Short exercise:
Give all of the lines again, with nothing added or dropped.

[Begin]

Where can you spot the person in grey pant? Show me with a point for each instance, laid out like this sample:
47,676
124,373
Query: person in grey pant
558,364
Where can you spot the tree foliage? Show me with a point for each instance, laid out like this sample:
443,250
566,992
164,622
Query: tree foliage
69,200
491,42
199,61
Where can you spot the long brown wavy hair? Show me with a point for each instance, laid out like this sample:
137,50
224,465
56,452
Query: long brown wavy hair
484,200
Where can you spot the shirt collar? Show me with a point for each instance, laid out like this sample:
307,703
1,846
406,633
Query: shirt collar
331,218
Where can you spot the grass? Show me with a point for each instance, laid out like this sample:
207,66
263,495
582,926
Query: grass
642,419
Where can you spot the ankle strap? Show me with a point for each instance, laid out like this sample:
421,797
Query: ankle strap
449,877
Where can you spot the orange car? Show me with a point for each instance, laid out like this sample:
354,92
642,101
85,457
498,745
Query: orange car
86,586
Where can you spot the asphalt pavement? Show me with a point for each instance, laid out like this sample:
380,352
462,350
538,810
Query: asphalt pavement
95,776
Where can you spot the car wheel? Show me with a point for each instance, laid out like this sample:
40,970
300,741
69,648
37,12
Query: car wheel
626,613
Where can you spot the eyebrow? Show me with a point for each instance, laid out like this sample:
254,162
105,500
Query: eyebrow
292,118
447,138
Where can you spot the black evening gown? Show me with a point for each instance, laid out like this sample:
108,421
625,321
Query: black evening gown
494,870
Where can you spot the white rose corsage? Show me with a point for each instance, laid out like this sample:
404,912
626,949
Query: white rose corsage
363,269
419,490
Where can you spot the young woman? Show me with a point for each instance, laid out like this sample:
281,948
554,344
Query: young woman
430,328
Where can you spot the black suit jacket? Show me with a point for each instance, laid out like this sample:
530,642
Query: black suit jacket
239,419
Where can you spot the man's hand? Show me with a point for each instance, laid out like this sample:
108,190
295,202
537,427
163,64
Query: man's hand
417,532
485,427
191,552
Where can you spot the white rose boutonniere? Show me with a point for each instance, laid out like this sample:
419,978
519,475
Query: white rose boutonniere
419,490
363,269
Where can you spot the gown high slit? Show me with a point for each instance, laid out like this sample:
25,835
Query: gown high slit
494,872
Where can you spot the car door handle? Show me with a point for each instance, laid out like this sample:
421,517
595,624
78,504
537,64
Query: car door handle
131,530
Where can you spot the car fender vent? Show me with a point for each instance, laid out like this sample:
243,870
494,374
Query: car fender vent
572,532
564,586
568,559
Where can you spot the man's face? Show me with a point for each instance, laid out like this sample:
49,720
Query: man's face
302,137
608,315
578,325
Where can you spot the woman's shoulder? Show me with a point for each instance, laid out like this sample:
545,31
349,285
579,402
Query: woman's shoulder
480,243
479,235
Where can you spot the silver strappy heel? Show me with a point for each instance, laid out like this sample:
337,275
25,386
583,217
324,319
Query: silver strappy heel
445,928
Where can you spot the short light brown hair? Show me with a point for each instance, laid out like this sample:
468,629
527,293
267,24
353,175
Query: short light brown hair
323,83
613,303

[End]

Correct output:
Where can you spot the person in grey pant? Show me with a point for each instance, laid out like this sample:
47,676
124,373
Query: person in grey pant
558,364
Where can you spot the tree foliage? Show me with a point for each instance, laid out like this sample:
443,250
566,992
164,622
Query: tree foliage
69,200
491,42
199,61
Where can you spot the long brown wavy hair? Show me with a point for each instance, laid out like this sample:
137,50
224,465
56,452
Query: long brown wavy hair
484,200
Where can you spot the shirt collar? Show me with a point for each instance, laid out like this sample:
307,703
1,846
406,633
Query: shirt collar
331,218
Where can you spot the grass? Show me with a point for each instance, laid out like this sample:
207,66
263,495
582,926
Query: grass
642,419
Where can you spot the ankle strap? Show me with a point for each instance, laid out like this sample:
421,797
Query: ankle strap
449,877
Where can you spot the orange car? Show me with a point for each instance, laid out like this sample:
354,92
642,101
85,457
498,745
Query: orange car
86,586
Where can you spot the asphalt pavement? Show me with a point for each instance, laid out like this sample:
380,352
462,350
538,810
Query: asphalt pavement
95,776
Where can you spot the car wheel? Show me with a point for each instance, laid out like this sample:
40,970
300,741
69,648
37,12
Query: car wheel
626,613
Where can you spot the eyebrow? Show me with a point for each instance, laid out like this sample:
254,162
105,500
Query: eyebrow
292,118
447,138
Where can you spot the black evening gown? Show me with a point for each instance, laid out like this sample:
108,421
625,321
Query: black evening gown
494,870
Where can you spot the white rose corsage? Show me with a point for each instance, laid out like this sample:
404,912
626,949
Query: white rose corsage
363,269
419,490
Where can you spot the young woman? Show me with a point for each instance, laid out like this sample:
281,948
554,344
Query: young woman
430,328
Where can you spot the black suit jacket? Show me with a point for each instance, laid out like this sample:
530,642
Query: black suit jacket
239,419
Where can you spot the man's hand? Show me with a point for each instance, laid out like this sample:
108,190
295,202
537,427
163,64
Query: man's hand
417,532
485,427
191,552
Where can you spot the white rose boutonniere? Show me with a point for each instance, laid out like this sample:
419,978
519,475
Query: white rose boutonniere
419,490
363,269
Where can you spot the gown high slit? Show me with a point for each instance, laid out like this sample:
25,835
Query: gown high slit
494,872
Where can you spot the car door handle? Show me with a point for each instance, laid out like this sample:
421,517
595,624
78,504
537,64
Query: car door handle
131,530
Where can you spot the car fender vent? Show me with a point for each instance, laid out like this sample:
243,870
494,374
Query: car fender vent
572,532
564,586
568,559
Where can you spot the man's face? Show me with a point for each instance, laid out like this sample:
49,720
Query: man's face
302,137
608,315
578,325
Where can you spot the woman's shoulder? Show me with a point for each instance, laid out like this sample:
545,31
349,285
579,402
Query: woman's shoulder
480,243
479,235
Where can you spot the silver strappy heel? Show me with a point for each instance, laid out like this sample:
337,275
25,386
583,217
324,319
Query: silver strappy heel
445,928
Where can you spot the short light brown hair? Show me with a point for each instance, laid out like this sample:
468,629
527,293
267,24
353,175
Query: short light brown hair
323,83
613,303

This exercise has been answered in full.